# Document section
In economic news, the Australian July trade surplus fell short of expectations, coming in at $1.89 billion vs an expected surplus of $3.1 billion; exports were down 4%, while imports rose 2% in the month. Imports swelled due to the purchase of 6 Super Hornet jet fighters by the government that carried a price tag of $477 million. Nonetheless, the softer data is unlikely to reshape the picture of blossoming trade for Australia, with Chinese demand for key exports of iron ore and coal expected to remain buoyant, keeping prices and volumes high.

The consumer discretionary sector led the local market higher today, adding 1.2% following the very positive leads from its US counterpart. Retailers David Jones and Billabong International were the standouts, rising 3.4% and 2.2% while Ten Network, Fairfax Media and JB HiFi were all up more than 1.7%.

The financial sector had a strong session too, rising 1.1% thanks to gains of 2.7% and 1.8% from Bendigo & Adelaide Bank and Axa. The big four banks also chipped in, all up between 1.1% and 1.3%.

The materials sector drifted for most of the day to finally post gains of 0.7%. Diversified giants Rio Tinto and BHP Billiton led the pack, gaining 1.2% and 1.1% respectively while gold miner Newcrest added 0.5%. On the downside, Amcor and Orica were both down more than 0.7%.

In a note from commodities broker Triland Metals, it said LME base metals turned in a strong performance overnight, which saw some analysts more optimistic. The broker said the end of the Northern Hemisphere summer holidays brought increased trading activity to markets, and with prices having held during the summer months they could be heading for a strong quarterly close. In a separate comment from Commonwealth Bank of Australia, it said the solid price gains overnight provided further evidence in support of a successful economic "soft landing" in China

Despite finishing 0.4% higher, the energy sector was one of the weaker relative performers. Caltex, WorleyParsons and Macarthur Coal were all up more than 1.5% while on the downside, Santos fell 1.6%.

# Supplied entries
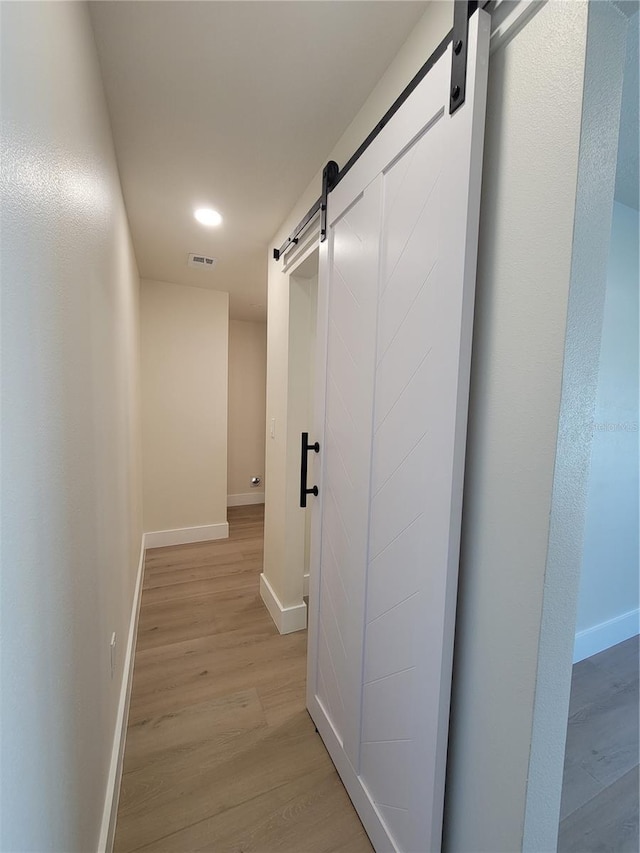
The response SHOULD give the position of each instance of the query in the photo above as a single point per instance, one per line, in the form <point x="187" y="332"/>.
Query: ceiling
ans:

---

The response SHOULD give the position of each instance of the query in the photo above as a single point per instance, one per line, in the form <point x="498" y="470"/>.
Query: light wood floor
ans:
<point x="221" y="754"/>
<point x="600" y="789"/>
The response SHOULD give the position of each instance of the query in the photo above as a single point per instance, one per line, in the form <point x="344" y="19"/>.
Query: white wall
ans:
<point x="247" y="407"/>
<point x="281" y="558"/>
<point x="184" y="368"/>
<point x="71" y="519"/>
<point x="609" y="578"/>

# Work to complete
Turn the paragraph of the market report that begins "The materials sector drifted" into a short bulleted list that keeps its main facts.

# Answer in full
- The materials sector drifted for most of the day and finished up 0.7%.
- Rio Tinto (up 1.2%) and BHP Billiton (up 1.1%) led the gains.
- Gold miner Newcrest rose 0.5%.
- Amcor and Orica each fell more than 0.7%.